Tunesien verfügt bereits seit der Antike über Staudämme, die eine effektive Wassernutzung insbesondere für landwirtschaftliche Zwecke ermöglichen. In den 1950ger Jahren wurden die ersten stromerzeugenden Wasserkraftwerke errichtet. Insgesamt verfügt Tunesien über eine installierte Leistung an Wasserturbinen von ca. 66 MW – eine Übersicht der Standorte ist in Tabelle 1 bzw. Abbildung 1 gegeben. Da die Staudämme jedoch oftmals in erster Linie Trinkwasserreservoire sind, bzw. für die Landwirtschaft genutzt werden, steht diese Leistung nicht permanent zur Verfügung. Die Wasserkraftanlagen befinden sich alle im Nord-Westen des Landes, in den nord-östlichen Ausläufern des Atlasgebirges bei der es sich um eine eher feuchte (subhumide) Klimazone handelt. Der Fluss Medjerda aus dem algerischen Atlas kommend, speist die Stauseen Sidi Salem und El Aroussia.

 

 

Tabelle 1: Übersicht der Wasserkraftwerke in Tunesien

 

Ort

Turbinen

Leistung

Inbetriebnahme

Stauseevolumen

Energie

 

Anzahl

in MW

Jahr

in Mm3

in GWh/a

Sidi Salem

1

36

1983

640

40

Nebeur (Mellegue)

2

13,2

1956

200

17

Fernana 1 + 2 (Ben Metir)

2

1,2 + 8,5

1958, 1962

73

 

El Aroussia

1

4,8

1956

8

 

Bouhertma, Sejnana

2

1,2 + 0,62

2003

117

 

Kesseb

1

0,66

1969

92

 

Summe

 

66,2

 

 

100

 

 

 

Abbildung 1: Nordtunesien mit den Stauanlagen Ben Metir, Kasseb, Bouhertma, Mellegue, Sidi Salem und El Aroussia (eigene Darstellung basierend auf [Bourrichon 2009])
Abbildung 1: Nordtunesien mit den Stauanlagen Ben Metir, Kasseb, Bouhertma, Mellegue, Sidi Salem und El Aroussia (eigene Darstellung basierend auf [Bourrichon 2009])

- [ERFASSTE DATENSÄTZE]:
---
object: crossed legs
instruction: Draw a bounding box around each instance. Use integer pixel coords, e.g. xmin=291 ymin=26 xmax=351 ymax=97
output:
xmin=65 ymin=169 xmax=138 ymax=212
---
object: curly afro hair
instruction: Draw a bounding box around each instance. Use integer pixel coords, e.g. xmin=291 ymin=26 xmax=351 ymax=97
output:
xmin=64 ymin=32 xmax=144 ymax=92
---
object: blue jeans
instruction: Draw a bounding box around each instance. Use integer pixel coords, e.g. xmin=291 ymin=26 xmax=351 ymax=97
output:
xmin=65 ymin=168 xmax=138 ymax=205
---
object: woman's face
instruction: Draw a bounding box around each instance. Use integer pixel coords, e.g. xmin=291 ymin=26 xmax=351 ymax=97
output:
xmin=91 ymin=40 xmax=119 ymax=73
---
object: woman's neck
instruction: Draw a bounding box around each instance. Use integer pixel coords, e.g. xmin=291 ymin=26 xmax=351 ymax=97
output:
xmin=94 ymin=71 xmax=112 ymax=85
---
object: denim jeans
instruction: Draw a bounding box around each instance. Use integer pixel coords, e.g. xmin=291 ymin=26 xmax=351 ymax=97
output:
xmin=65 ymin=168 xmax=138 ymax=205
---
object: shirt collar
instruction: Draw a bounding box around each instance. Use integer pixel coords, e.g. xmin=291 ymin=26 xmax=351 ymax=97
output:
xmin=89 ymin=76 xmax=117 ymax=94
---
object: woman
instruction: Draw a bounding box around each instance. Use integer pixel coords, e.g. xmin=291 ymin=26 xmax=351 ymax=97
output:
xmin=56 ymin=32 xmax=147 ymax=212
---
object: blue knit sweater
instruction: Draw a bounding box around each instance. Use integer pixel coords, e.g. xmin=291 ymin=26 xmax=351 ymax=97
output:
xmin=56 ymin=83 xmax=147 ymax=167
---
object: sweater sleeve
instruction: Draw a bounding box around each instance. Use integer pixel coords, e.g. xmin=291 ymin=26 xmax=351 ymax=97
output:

- [SCHRIFTLICHE AUFGABEN]:
#1 Welche Stauseen speist laut dem Text über die Wasserkraft in Tunesien der Fluss Medjerda?
#2 Übertrage den folgenden Satz aus dem Text über die Wasserkraft in Tunesien ins Englische: „Tunesien verfügt bereits seit der Antike über Staudämme, die eine effektive Wassernutzung insbesondere für landwirtschaftliche Zwecke ermöglichen.“
#3 Führe den Text über die Wasserkraft in Tunesien im Anschluss an seinen letzten Satz weiter.

- [ERGEBNISSE]:
#1 Die Stauseen Sidi Salem und El Aroussia.

#2 Tunisia has had dams since antiquity that enable effective use of water, particularly for agricultural purposes.

#3
Die leistungsstärkste Turbine ist Sidi Salem mit 36 MW (80 m3/s), was bereits mehr als 50 % der im Lande installierten Leistung ausmacht. Das Wasserreservoir hat einen jährlichen Zulauf von 50.000 m3, der jedoch hauptsächlich als Trinkwasser und für die Agrikultur verwendet wird. Insgesamt produzieren die Wasserkraftwerke jährlich um die 100 GWh Strom und machen damit weniger als 1 % der nationalen Stromproduktion aus. Angesichts des nationalen Stromverbrauchs von 18.000 GWh (2015) mit steigender Tendenz werden die Wasserkraftwerke stets nur einen bescheidenen Beitrag leisten.

 

 

Wellenenergie:

Die Küstenlänge Tunesiens beträgt ca. 1.150 km, was in etwa der Hälfte der deutschen Küstenlänge entspricht. Im Gegensatz zu Deutschland befinden sich jedoch wesentliche Ballungszentren wie Tunis, Sousse oder Sfax direkt an der Küste. Dies sind gute Voraussetzungen für eine Nutzung von Wellenenergie.

 

Prinzipiell gibt es mehrere Funktionsprinzipien um Wellenenergie nutzbar zu machen (eine gute Übersicht bietet dazu der Wikipedia-Artikel „Wellenkraftwerk“: https://de.wikipedia.org/wiki/Wellenkraftwerk). Allerdings hat sich bisher keine der vorgeschlagenen Konzepte am Markt durchsetzen können. So ist beispielsweise das recht bekannte „Pelamis“ Konsortium, das eine schlangenähnliche Schwimmkonstruktion entwickelt und vor der Küste Portugals erprobt hatte [Morris 2005], seit 2014 pleite [Sinn 2017, dnn 2017].

 

Das bereits seit 2001 in Schottland von Wavegen betriebene Konzept der pneumatischen Kammer mit Wellsturbine, welches inzwischen von VOITH optimiert wurde, ist bisher nicht weiter im Markt verbreitet, wird aber nach wie vor von Voith angeboten. Laut [Voith 2006] gibt es Pläne für Anlagen mit Leistungen im Bereich von 250 kW und 3,5 MW. Dieses Funktionsprinzip dürfte jedoch für den stärkeren Wellengang der Ozeane besser geeignet sein als für mediterrane Verhältnisse.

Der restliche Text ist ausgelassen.